Source code for pixyz.distributions.mixture_distributions

import torch
from torch import nn

from ..utils import get_dict_values
from .distributions import Distribution


[docs]class MixtureModel(Distribution):
    """
    Mixture models.
    :math:`p(x) = \sum_i p(x|z=i)p(z=i)`

    Parameters
    ----------
    distributions : list
        List of distributions.

    prior : pixyz.Distribution.Categorical
        Prior distribution of latent variable (i.e., the contribution rate).
        This should be a categorical distribution and
        the number of its category should be the same as the length of the distribution list.

    Examples
    --------
    >>> from pixyz.distributions import Normal, Categorical
    >>> from pixyz.distributions.mixture_distributions import MixtureModel
    >>>
    >>> z_dim = 3  # the number of mixture
    >>> x_dim = 2  # the input dimension.
    >>>
    >>> distributions = []  # the list of distributions
    >>> for i in range(z_dim):
    >>>     loc = torch.randn(x_dim)  # initialize the value of location (mean)
    >>>     scale = torch.empty(x_dim).fill_(1.)  # initialize the value of scale (variance)
    >>>     distributions.append(Normal(loc=loc, scale=scale, var=["x"], name="p_%d" %i))
    >>>
    >>> probs = torch.empty(z_dim).fill_(1. / z_dim)  # initialize the value of probabilities
    >>> prior = Categorical(probs=probs, var=["z"], name="prior")
    >>>
    >>> p = MixtureModel(distributions=distributions, prior=prior)
    """

    def __init__(self, distributions, prior, name="p"):
        if not isinstance(distributions, list):
            raise ValueError
        else:
            distributions = nn.ModuleList(distributions)

        if prior.distribution_name != "Categorical":
            raise ValueError("The prior must be the categorical distribution.")

        # check the number of mixture
        if len(prior.get_params()["probs"]) != len(distributions):
            raise ValueError("The number of its category must be the same as the length of the distribution list.")

        # check whether all distributions have the same variable.
        var_list = []
        for d in distributions:
            var_list += d.var
        var_list = list(set(var_list))

        if len(var_list) != 1:
            raise ValueError("All distributions must have the same variable.")

        hidden_var = prior.var

        super().__init__(var=var_list, name=name)

        self._distributions = distributions
        self._prior = prior

        self._hidden_var = hidden_var

    @property
    def prob_text(self):
        _prob_text = "{}({})".format(
            self._name, ','.join(self._var)
        )

        return _prob_text

    @property
    def prob_factorized_text(self):
        _mixture_prob_text = []
        for i, d in enumerate(self._distributions):
            _mixture_prob_text.append("{}({}|{}={}){}({}={})".format(
                d.name, self._var[0], self._hidden_var[0], i,
                self._prior.name, self._hidden_var[0], i
            ))

        _prob_text = ' + '.join(_mixture_prob_text)

        return _prob_text

    @property
    def distribution_name(self):
        return "Mixture Model"

[docs]    def get_posterior_probs(self, x_dict):
        # log p(z|x) = log p(x, z) - log p(x)
        loglike = self.log_likelihood_all_hidden(x_dict) - self.log_likelihood(x_dict)

        # p(z|x)

Objectives »
A - List every method in the mixture model source code that is decorated with @property.
B - Answer these questions about the mixture model source code, one answer per line:
(i) What string does the distribution_name property return?
(ii) What value is assigned to z_dim in the docstring example?
(iii) What default value does the __init__ method give to name?
C - Write the next lines of the mixture model source code, picking up right after its final line.

Raw data »
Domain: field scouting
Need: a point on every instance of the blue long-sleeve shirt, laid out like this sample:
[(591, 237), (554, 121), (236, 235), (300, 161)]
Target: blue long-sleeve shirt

Outputs in order »
A -
prob_text
prob_factorized_text
distribution_name

B -
(i) "Mixture Model"
(ii) 3
(iii) "p"

C -
        return torch.exp(loglike)  # (num_mix, batch_size)

[docs]    def sample(self, batch_size=1, return_hidden=False, **kwargs):
        hidden_output = []
        var_output = []

        for i in range(batch_size):
            # sample from prior
            _hidden_output = self._prior.sample()[self._hidden_var[0]]
            hidden_output.append(_hidden_output)

            var_output.append(self._distributions[
                                      _hidden_output.argmax(dim=-1)].sample()[self._var[0]])

        output_dict = {self._var[0]: torch.cat(var_output, 0)}

        if return_hidden:
            output_dict.update({self._hidden_var[0]: torch.cat(hidden_output, 0)})

        return output_dict

[docs]    def log_likelihood_all_hidden(self, x_dict):
        """
        Estimate joint log-likelihood, log p(x, z), where input is `x`.

        Parameters
        ----------
        x_dict : dict
            Input variables (including `var`).

        Returns
        -------
        loglike : torch.Tensor
            dim=0 : the number of mixture
            dim=1 : the size of batch
        """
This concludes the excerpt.